(Dataset excerpts)
•••••
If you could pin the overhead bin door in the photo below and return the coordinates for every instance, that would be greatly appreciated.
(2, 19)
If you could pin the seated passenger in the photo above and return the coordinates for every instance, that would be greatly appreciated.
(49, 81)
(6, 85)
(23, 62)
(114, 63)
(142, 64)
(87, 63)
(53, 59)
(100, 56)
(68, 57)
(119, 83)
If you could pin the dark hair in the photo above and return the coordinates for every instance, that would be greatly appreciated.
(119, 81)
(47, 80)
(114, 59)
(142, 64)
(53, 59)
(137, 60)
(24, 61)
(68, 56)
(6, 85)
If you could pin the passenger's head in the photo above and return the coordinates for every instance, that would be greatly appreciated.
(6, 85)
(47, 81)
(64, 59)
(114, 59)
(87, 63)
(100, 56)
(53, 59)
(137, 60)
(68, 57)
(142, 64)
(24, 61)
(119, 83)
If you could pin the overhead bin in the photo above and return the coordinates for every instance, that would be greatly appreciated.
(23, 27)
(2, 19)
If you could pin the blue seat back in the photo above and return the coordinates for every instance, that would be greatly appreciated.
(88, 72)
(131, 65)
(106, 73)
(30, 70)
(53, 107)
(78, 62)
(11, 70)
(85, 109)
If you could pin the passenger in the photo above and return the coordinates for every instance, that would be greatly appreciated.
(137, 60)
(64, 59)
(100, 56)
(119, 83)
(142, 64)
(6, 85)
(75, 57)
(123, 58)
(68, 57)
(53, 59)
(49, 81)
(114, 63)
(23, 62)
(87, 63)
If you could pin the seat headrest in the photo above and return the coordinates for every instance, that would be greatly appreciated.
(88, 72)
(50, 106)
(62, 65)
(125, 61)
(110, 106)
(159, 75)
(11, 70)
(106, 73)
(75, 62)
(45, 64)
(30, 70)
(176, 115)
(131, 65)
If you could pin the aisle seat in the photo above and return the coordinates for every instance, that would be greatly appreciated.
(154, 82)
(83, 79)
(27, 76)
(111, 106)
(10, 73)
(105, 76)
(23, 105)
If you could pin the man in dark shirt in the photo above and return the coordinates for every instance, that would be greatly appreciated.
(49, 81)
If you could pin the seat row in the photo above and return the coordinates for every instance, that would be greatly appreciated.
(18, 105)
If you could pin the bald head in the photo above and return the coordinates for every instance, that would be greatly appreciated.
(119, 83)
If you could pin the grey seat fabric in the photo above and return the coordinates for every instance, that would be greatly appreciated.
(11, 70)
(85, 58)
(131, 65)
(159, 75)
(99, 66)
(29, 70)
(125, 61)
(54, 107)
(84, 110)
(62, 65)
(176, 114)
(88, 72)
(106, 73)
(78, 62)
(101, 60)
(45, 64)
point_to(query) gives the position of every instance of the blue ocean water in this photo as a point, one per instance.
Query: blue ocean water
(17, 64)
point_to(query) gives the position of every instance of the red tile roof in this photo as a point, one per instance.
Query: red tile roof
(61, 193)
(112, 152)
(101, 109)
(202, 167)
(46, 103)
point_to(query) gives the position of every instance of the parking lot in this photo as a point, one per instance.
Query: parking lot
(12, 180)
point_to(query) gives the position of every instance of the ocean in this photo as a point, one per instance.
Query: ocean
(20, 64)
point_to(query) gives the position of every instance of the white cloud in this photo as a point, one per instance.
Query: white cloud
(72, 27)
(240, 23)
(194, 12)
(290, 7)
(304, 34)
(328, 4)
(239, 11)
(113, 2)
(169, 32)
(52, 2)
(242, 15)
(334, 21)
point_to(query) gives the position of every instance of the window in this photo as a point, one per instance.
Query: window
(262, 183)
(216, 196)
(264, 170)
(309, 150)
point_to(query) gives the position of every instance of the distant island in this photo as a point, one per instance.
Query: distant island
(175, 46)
•••••
Exactly reproduce the lines that run from the line with "of the window" through the last line of the records, inclusive.

• [ANSWER AREA]
point_to(query) gives the position of every instance of the window in this photo as a point, one per instance.
Query: window
(262, 183)
(216, 196)
(264, 170)
(309, 150)
point_to(query) gives the position of every instance of the distant island in this photo as a point, one per instance.
Query: distant island
(175, 46)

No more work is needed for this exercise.